■ Problem to work on ■
Retype every record that follows, character for character.

■ Provided data ■
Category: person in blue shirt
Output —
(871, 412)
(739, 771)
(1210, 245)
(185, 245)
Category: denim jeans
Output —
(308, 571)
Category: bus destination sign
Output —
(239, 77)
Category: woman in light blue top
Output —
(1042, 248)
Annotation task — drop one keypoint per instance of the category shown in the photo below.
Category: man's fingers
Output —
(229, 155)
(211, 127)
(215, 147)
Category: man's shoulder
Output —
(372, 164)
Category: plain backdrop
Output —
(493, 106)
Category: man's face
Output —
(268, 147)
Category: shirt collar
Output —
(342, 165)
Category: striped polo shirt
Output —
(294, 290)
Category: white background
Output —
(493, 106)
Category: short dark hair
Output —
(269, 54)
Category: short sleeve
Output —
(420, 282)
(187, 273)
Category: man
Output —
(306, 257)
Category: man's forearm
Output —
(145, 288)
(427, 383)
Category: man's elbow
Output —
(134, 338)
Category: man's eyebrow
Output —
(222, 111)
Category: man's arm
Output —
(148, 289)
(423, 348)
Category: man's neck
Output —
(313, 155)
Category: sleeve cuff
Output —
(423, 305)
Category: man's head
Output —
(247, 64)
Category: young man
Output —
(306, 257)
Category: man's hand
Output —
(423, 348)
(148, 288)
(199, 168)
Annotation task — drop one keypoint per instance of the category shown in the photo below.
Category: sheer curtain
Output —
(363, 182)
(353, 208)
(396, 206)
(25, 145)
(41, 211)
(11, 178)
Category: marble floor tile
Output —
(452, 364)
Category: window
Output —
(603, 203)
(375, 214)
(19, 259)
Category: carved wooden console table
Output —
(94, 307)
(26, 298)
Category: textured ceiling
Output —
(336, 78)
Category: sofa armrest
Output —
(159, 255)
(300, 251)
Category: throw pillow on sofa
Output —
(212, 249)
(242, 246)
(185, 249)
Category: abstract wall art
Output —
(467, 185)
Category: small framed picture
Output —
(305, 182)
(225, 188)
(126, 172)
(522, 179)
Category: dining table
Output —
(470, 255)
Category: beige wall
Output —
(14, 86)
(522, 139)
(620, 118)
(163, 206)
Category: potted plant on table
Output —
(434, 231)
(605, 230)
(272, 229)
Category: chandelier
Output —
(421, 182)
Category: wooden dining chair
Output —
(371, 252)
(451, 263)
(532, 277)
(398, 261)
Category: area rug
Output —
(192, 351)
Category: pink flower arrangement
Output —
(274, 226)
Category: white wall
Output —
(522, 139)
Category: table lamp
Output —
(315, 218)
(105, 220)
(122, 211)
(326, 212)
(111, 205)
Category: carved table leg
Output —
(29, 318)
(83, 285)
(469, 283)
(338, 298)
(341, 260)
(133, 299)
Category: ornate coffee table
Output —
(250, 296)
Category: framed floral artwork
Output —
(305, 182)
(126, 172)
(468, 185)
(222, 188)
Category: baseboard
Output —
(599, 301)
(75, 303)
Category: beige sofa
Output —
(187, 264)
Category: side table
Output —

■ Exercise response ■
Category: person in blue shirt
Output —
(871, 412)
(739, 771)
(1210, 245)
(185, 245)
Category: denim jeans
Output —
(308, 571)
Category: bus destination sign
Output —
(239, 77)
Category: woman in light blue top
Output —
(1042, 248)
Annotation task — drop one keypoint per instance of the category shown in the photo below.
Category: man's fingers
Output —
(229, 155)
(211, 127)
(215, 147)
Category: man's shoulder
Output —
(372, 164)
Category: plain backdrop
Output —
(493, 106)
Category: man's face
Output —
(268, 147)
Category: shirt collar
Output —
(342, 165)
Category: striped polo shirt
Output —
(294, 290)
Category: white background
Output —
(493, 106)
Category: short dark hair
Output —
(269, 54)
Category: short sleeve
Output —
(420, 282)
(187, 273)
Category: man
Output —
(306, 257)
Category: man's forearm
Output —
(145, 288)
(427, 383)
Category: man's elbow
Output —
(134, 338)
Category: man's eyebrow
Output —
(222, 111)
Category: man's arm
Output —
(148, 289)
(423, 348)
Category: man's neck
Output —
(313, 155)
Category: sleeve cuff
Output —
(423, 305)
Category: man's head
Output —
(247, 64)
Category: young man
Output —
(306, 257)
Category: man's hand
Output —
(423, 348)
(148, 288)
(199, 168)
Annotation task — drop one keypoint per instance of the category shown in the photo below.
Category: sheer curtain
Output —
(363, 182)
(353, 208)
(396, 206)
(25, 145)
(41, 211)
(11, 178)
Category: marble floor tile
Output —
(452, 364)
Category: window
Output —
(603, 203)
(375, 214)
(19, 259)
Category: carved wooden console table
Output —
(94, 307)
(26, 298)
Category: textured ceiling
Output —
(336, 78)
Category: sofa armrest
Output —
(159, 255)
(300, 251)
Category: throw pillow on sofa
Output —
(212, 249)
(242, 246)
(185, 249)
Category: abstract wall art
Output —
(467, 185)
Category: small framed picture
Output —
(305, 182)
(225, 188)
(126, 172)
(522, 179)
Category: dining table
Output —
(470, 255)
Category: beige wall
Output —
(14, 86)
(522, 139)
(620, 118)
(163, 206)
Category: potted plant on table
Output —
(434, 231)
(605, 230)
(272, 229)
Category: chandelier
Output —
(421, 182)
Category: wooden dining chair
Output —
(371, 252)
(451, 263)
(532, 277)
(398, 261)
Category: area rug
Output —
(192, 351)
Category: pink flower arrangement
Output —
(274, 226)
Category: white wall
Output —
(522, 139)
Category: table lamp
Output —
(315, 218)
(105, 220)
(122, 211)
(326, 212)
(111, 205)
Category: carved table leg
Output —
(29, 318)
(83, 285)
(469, 283)
(338, 298)
(341, 260)
(133, 299)
Category: ornate coffee table
Output —
(250, 296)
Category: framed floral artwork
Output —
(305, 182)
(126, 172)
(468, 185)
(222, 188)
Category: baseboard
Output —
(599, 301)
(75, 303)
Category: beige sofa
Output —
(187, 264)
Category: side table
Output —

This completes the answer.